▸ DESCRIPTION OF THE TASK: Go over the records and copy every line with the string "marker".
════════════════════
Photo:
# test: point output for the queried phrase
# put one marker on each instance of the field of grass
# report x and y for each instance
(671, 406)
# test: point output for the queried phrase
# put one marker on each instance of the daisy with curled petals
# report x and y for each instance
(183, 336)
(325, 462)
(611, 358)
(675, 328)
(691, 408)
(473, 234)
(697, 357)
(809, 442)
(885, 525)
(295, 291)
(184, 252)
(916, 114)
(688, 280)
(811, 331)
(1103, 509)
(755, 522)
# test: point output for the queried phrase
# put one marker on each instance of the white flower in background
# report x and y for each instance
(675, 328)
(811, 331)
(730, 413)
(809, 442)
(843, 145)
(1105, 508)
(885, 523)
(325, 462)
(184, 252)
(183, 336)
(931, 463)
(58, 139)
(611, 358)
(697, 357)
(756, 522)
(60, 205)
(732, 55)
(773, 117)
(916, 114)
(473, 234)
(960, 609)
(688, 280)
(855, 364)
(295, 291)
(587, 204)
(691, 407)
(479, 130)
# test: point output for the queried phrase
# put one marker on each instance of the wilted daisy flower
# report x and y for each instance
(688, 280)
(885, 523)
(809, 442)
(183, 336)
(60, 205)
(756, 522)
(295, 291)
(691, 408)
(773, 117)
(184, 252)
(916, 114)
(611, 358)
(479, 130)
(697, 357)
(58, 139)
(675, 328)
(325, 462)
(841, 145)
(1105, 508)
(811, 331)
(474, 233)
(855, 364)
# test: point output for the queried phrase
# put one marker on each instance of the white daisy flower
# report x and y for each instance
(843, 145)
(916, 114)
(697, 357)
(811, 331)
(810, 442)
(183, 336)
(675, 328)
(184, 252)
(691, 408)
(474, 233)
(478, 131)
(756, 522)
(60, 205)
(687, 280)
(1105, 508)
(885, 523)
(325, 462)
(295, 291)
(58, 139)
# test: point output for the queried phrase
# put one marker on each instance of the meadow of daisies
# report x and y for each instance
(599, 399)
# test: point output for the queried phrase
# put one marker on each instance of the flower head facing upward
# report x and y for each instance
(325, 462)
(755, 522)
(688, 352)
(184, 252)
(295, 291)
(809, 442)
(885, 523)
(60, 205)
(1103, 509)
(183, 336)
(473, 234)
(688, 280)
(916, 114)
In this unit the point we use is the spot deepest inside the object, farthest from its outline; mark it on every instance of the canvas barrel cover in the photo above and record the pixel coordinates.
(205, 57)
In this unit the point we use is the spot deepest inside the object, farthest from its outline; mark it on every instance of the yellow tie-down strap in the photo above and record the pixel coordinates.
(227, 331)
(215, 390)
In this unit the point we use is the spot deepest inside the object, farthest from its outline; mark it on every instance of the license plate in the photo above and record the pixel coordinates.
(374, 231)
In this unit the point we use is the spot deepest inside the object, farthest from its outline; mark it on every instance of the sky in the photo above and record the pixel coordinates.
════════════════════
▸ SOLUTION:
# put one marker on each instance of the field of grass
# put one marker on each instance of the daisy with curled petals
# put one marker on each instance of the white flower in background
# put one marker on each instance of the wilted daisy flower
# put one marker on each instance of the white daisy flower
# put one marker on each instance of the meadow of daisies
# put one marker on each instance of the flower head facing upward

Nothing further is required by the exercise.